Each line containing the string "grass" should be copied out of the entries.

──────────

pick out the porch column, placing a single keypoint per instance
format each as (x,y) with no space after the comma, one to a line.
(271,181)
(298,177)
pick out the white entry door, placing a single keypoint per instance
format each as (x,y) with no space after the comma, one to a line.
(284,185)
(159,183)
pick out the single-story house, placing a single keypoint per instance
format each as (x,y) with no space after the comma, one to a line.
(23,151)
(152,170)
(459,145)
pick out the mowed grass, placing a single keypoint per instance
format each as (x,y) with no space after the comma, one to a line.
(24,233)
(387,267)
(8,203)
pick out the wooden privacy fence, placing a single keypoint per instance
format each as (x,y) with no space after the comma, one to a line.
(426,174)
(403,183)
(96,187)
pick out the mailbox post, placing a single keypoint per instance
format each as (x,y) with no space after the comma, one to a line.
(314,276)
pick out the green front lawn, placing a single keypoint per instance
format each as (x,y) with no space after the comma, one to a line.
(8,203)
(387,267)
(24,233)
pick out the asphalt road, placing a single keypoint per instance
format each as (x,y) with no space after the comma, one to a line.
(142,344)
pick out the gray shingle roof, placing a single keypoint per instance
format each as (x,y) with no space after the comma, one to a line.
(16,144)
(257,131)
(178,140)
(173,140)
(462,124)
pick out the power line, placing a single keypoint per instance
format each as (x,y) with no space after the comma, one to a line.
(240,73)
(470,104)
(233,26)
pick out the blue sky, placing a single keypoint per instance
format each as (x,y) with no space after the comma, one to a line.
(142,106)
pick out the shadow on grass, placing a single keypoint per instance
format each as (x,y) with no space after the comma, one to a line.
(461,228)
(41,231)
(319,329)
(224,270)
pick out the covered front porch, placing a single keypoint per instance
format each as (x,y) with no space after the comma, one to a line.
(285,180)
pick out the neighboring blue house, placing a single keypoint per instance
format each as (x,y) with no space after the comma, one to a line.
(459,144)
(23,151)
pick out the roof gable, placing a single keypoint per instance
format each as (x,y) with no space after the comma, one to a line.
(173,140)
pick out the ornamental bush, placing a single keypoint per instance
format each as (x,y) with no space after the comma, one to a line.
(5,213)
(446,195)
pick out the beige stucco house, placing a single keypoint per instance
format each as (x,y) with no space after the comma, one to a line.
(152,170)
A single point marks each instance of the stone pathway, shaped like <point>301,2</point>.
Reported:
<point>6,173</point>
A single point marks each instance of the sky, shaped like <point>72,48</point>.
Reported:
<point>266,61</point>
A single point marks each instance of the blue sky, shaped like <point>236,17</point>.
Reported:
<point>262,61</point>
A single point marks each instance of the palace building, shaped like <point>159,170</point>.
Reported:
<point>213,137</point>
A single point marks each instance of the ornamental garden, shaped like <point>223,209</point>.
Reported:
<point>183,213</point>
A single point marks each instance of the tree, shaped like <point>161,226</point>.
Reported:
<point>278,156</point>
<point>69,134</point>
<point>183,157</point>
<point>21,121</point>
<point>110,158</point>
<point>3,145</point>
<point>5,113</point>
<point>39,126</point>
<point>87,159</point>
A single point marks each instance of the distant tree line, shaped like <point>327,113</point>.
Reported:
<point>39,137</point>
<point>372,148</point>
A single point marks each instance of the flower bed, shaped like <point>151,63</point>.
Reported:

──────────

▶ FINISHED TASK
pick out the mowed grass, placing a single keypoint per instance
pick out the shadow on grass, placing a single keypoint per instance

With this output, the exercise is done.